## EXERCISE GOAL
Verbatim copy without pictures. Please print every entry as it stands.

INFORMATION SHOWN Start Marker

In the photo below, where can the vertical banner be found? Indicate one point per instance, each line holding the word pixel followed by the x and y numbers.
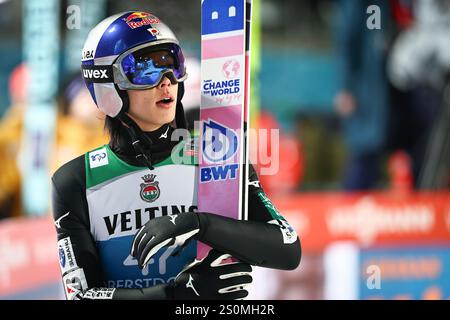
pixel 41 44
pixel 82 16
pixel 222 114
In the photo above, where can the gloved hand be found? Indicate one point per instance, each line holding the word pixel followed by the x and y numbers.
pixel 161 232
pixel 208 279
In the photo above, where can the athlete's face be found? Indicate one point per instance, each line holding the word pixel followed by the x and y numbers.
pixel 153 107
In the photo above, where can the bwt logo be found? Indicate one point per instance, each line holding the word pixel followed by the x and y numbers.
pixel 219 142
pixel 219 145
pixel 98 156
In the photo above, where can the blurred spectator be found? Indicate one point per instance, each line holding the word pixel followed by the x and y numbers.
pixel 363 98
pixel 418 66
pixel 79 126
pixel 10 137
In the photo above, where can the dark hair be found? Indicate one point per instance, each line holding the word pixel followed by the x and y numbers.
pixel 114 128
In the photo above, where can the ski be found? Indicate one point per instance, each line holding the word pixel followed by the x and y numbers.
pixel 225 44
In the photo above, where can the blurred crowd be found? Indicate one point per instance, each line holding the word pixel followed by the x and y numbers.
pixel 393 117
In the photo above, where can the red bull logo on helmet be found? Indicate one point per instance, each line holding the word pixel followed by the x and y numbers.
pixel 139 19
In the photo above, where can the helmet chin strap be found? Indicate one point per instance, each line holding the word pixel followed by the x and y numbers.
pixel 138 140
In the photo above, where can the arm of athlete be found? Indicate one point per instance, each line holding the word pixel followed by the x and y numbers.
pixel 81 264
pixel 265 240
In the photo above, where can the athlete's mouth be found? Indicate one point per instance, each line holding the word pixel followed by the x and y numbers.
pixel 165 102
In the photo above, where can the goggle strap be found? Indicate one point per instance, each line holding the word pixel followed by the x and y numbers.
pixel 97 73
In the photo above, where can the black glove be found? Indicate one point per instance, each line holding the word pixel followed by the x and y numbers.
pixel 208 279
pixel 161 232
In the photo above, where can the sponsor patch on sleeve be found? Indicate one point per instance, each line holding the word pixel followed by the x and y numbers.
pixel 74 284
pixel 67 259
pixel 289 234
pixel 99 293
pixel 98 158
pixel 270 207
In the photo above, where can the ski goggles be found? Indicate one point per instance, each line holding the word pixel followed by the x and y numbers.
pixel 144 67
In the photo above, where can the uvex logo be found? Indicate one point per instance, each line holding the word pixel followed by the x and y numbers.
pixel 95 74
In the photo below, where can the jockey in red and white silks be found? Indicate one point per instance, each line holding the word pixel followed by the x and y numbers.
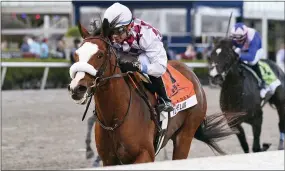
pixel 139 38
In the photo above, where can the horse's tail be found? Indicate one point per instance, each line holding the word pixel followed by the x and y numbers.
pixel 216 127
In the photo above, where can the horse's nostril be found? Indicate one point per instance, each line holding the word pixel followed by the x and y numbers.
pixel 81 88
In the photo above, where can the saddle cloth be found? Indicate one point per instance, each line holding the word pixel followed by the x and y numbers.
pixel 179 89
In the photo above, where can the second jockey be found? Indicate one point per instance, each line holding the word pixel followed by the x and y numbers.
pixel 138 38
pixel 247 42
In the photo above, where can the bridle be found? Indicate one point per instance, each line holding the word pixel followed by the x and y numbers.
pixel 99 78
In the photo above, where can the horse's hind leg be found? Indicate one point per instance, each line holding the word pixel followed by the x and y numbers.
pixel 183 138
pixel 256 128
pixel 242 139
pixel 279 101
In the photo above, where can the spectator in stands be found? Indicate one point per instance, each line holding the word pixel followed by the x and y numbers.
pixel 189 53
pixel 25 47
pixel 44 49
pixel 60 48
pixel 280 59
pixel 76 44
pixel 35 47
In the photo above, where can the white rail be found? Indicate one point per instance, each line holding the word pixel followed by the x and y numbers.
pixel 48 65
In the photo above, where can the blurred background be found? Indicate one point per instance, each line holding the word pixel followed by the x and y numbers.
pixel 44 31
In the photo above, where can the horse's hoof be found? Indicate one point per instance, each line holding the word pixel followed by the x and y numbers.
pixel 265 146
pixel 89 154
pixel 281 145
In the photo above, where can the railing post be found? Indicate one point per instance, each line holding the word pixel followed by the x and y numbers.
pixel 3 76
pixel 44 79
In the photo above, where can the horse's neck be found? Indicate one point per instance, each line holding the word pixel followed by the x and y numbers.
pixel 112 97
pixel 232 89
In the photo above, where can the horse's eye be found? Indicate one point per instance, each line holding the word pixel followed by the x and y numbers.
pixel 100 55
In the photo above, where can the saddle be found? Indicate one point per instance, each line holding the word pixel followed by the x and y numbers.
pixel 179 89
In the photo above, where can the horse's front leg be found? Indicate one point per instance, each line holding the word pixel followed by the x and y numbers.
pixel 145 156
pixel 89 151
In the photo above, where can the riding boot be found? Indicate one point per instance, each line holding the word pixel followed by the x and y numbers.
pixel 165 103
pixel 263 88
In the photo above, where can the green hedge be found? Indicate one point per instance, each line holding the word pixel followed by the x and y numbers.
pixel 30 78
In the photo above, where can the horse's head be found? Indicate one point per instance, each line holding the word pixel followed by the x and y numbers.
pixel 221 60
pixel 91 62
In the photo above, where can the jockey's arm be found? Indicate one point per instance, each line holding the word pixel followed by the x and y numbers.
pixel 154 58
pixel 254 46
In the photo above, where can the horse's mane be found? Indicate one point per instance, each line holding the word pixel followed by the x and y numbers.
pixel 97 28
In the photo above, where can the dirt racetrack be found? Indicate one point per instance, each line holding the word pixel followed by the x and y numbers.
pixel 43 130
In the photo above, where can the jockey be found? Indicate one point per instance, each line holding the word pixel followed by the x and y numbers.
pixel 138 38
pixel 248 45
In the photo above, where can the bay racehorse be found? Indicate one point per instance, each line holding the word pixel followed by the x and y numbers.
pixel 240 92
pixel 126 131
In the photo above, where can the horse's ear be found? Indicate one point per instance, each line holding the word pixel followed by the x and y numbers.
pixel 105 28
pixel 83 32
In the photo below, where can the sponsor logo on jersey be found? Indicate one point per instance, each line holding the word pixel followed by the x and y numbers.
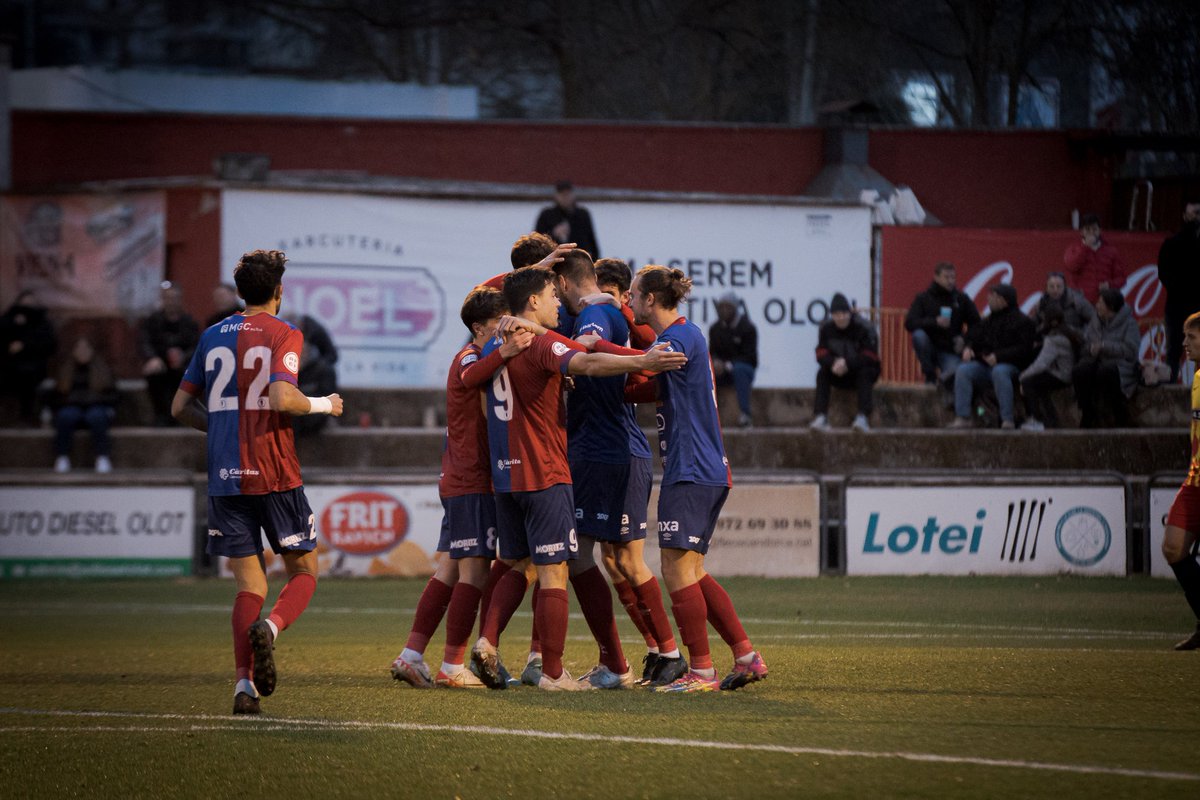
pixel 365 523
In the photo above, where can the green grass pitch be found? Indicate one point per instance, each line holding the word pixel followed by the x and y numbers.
pixel 919 687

INFORMATION SHOWN End Marker

## SOLUTION FOR THIS EXERCISE
In the photo below, where can the vertical banner be found? Indicate one point per instance, each line holding the word pixel followed by the x and y numbers.
pixel 41 44
pixel 82 16
pixel 222 114
In the photo above, where can the gloved hand be found? Indicate one point per instance, each line holding the word pixel followed by the x and y numbers.
pixel 161 232
pixel 208 279
In the photo above, where can the athlete's face be found? Indicate one point per instance, each line holding the word pixel followed by the x and y numbers.
pixel 153 107
In the photo above, where can the bwt logo be found? Indicate one point per instance, each line holding the word pixel followed by the x and y numbers.
pixel 219 142
pixel 219 145
pixel 98 156
In the photo above, where can the blurred spectator be found? Indicate one point per instance, each line holding the word pixel followed by the x and y numbers.
pixel 363 98
pixel 418 66
pixel 79 126
pixel 10 137
In the photo above, where can the dark hair be found? Indicate one point per instance, each line holding the word pixel followed by the x and y numbers.
pixel 114 128
In the photo above, where can the ski be found? Indicate one point per instance, each line holding the word pixel followed by the x and y numbers.
pixel 225 44
In the photo above, where can the blurred crowd be found? Indicate one point per instance, each line holding the word pixel followed by the x and y numbers.
pixel 393 117
In the photo above, where can the red bull logo on helmet be found? Indicate one point per instance, each line holding the word pixel followed by the x and y numbers.
pixel 139 19
In the photo above, where can the helmet chin strap be found? Indicate one point per instance, each line holding the word pixel followed by the x and y numbers.
pixel 138 140
In the photo above, where can the arm of athlete be found? Indicate one point per instance, each line holding the word pixel followed by the x and y numbers.
pixel 81 264
pixel 265 240
In the photo above, where can the athlete's mouth be found? Indicate one point per instance, each line holding the word pixel followed by the x and y numbers.
pixel 165 102
In the photo above, where can the goggle strap be found? Indicate one point per instance, each line holding the word pixel followed by the x and y numbers.
pixel 97 73
In the photo above, where can the black glove be found? Indicate one point per instance, each line holding the word pixel followed by the x and y numbers.
pixel 208 279
pixel 161 232
In the photo above, where can the sponsor patch on sleeve be found? Indicate one point per instance, each line holding the word pixel followed by the x and y numbers.
pixel 74 284
pixel 67 259
pixel 289 234
pixel 99 293
pixel 98 158
pixel 270 207
In the photo above, where can the ski goggles be found? Indicate one point per instance, each line holding the word pixel followed by the x and y numbers.
pixel 144 67
In the photo above, where can the uvex logo be found? Indicate one point per instance, each line holding the word pixel followed by the x and y numbers.
pixel 95 74
In the photo below, where can the jockey in red and white silks be found? Indicate one point per instance, each line holding the word pixel followed by the x and y numbers.
pixel 139 38
In the photo above, where can the horse's tail be found? Indicate one point per instance, each line holding the word pixel followed by the x and y numbers.
pixel 216 127
In the photo above, where can the horse's nostril be found? Indicate one point per instance, each line holding the word pixel followed by the x and y numbers.
pixel 81 88
In the photo above, where can the saddle cloth be found? Indicate one point per instance, each line holding the word pixel followed by the x and y numbers.
pixel 179 89
In the photo above, where can the second jockey be found? Indicate one point per instance, each line holding the word pixel followed by the x and y numbers.
pixel 138 38
pixel 247 42
In the photo above, where can the bridle be found? Indicate one point per instance, each line holding the word pixel followed by the x and y numbers.
pixel 99 78
In the photo above, where can the horse's hind leg be found? Indicate one point per instance, each line holding the word pixel followed by the x and y numbers.
pixel 183 138
pixel 256 128
pixel 242 139
pixel 279 101
In the photo above, where can the spectator in stands be found? Indicate one point per instance, each line holding the word pixel followed by the x and y numbers.
pixel 189 53
pixel 25 47
pixel 44 49
pixel 60 48
pixel 280 59
pixel 76 44
pixel 35 47
In the photo above, where can the white rail be found? Indicate one point per instance, each line holding the word pixel followed by the x and y numbers.
pixel 48 65
In the photo above, where can the blurred background be found? Indicate one point per instance, each line holding the word pixel followed by the x and y numbers.
pixel 44 31
In the photo above, where can the horse's hoof be found? Indicate one point per instance, each line holding the word pixel followed by the x and y numbers.
pixel 265 146
pixel 89 154
pixel 281 145
In the photo above, where can the railing post be found? Indicate one point per instance, each line holding the word pixel followed by the x and y numbers.
pixel 3 76
pixel 44 79
In the photo above, where can the horse's neck be found? Indicate one point per instance, each line holding the word pixel followed by the x and y numbers.
pixel 112 97
pixel 232 89
In the photo above, where can the horse's eye be found? Indicate one point per instance, each line holding the word pixel followed by the x and y numbers.
pixel 100 55
In the photo above, where can the saddle be found? Indicate one point per instance, each line holding the word pixel followed by the x and y numbers.
pixel 179 89
In the photo above, where can the horse's front leg be found? Indicate one point per instance, each line holding the word pixel followed by the x and y numbers.
pixel 145 156
pixel 89 151
In the photo above, where can the riding boot be found? Indicate one point per instance, each line holding the word pixel followed by the x and y numbers.
pixel 165 103
pixel 263 88
In the photo above, where can the green hedge be found? Indicate one point per instance, each line holding the word pixel followed by the x and y numbers.
pixel 30 78
In the photo above, where can the horse's head be found? Indicate one point per instance, each line holding the word pixel followed by the x and y numbers.
pixel 221 60
pixel 91 62
In the photo above, where can the jockey's arm be found? Indicate one point per instance, each line holding the word pixel followed by the x and y numbers.
pixel 154 58
pixel 254 46
In the photo above, where can the horse's mane be found? Indicate one point per instance, each line holding the word pixel followed by the x and y numbers.
pixel 97 28
In the photo above, where can the dirt racetrack be found? Indicate one point per instance, each line holding the word pixel followed by the x and y numbers.
pixel 43 130
In the photo above, where can the jockey be found? Indicate one point per instance, each line holding the word pixel followed by the x and y numbers.
pixel 138 38
pixel 248 45
In the photo above, where can the bay racehorse be found? Indicate one point per instance, each line holding the word pixel followed by the x and y numbers.
pixel 240 92
pixel 126 131
In the photo above, where can the horse's ear be found? Indicate one point per instance, each line holding the word pixel followed by the x and y numbers.
pixel 105 28
pixel 83 32
In the photo below, where can the sponsor logo on jersey be found? Indicate one point per instance, each line holding the word pixel followed by the x and y numbers.
pixel 365 523
In the photo above, where can the green grass pitch be found? Indicate one point per instance, each line holding the word pixel followed by the x and y numbers.
pixel 919 687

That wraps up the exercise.